What you have to do :: Count the lines in the records below that contain the word "winter", and reply with only that number.

Data section ::
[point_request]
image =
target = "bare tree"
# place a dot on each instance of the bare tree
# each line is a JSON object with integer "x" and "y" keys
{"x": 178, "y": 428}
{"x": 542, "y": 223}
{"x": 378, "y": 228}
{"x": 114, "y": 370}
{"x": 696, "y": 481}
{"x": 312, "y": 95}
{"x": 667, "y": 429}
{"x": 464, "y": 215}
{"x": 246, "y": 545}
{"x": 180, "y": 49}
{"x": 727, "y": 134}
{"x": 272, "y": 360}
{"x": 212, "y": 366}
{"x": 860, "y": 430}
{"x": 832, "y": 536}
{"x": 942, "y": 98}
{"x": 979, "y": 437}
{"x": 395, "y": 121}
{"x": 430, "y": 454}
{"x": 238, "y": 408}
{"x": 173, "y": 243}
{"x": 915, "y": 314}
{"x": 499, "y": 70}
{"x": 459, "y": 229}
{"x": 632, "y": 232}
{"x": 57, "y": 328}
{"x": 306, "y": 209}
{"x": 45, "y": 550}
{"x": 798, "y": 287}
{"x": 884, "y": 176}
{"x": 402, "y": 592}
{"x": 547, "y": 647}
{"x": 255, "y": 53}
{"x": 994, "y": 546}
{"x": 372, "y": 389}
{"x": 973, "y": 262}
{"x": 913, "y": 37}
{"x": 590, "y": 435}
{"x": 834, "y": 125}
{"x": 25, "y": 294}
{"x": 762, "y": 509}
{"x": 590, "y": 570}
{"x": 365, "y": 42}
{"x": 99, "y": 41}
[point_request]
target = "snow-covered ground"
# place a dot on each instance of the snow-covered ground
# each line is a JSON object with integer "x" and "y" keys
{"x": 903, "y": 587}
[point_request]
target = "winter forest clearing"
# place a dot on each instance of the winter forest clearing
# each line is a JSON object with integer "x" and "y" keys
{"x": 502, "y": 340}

Task output :: 2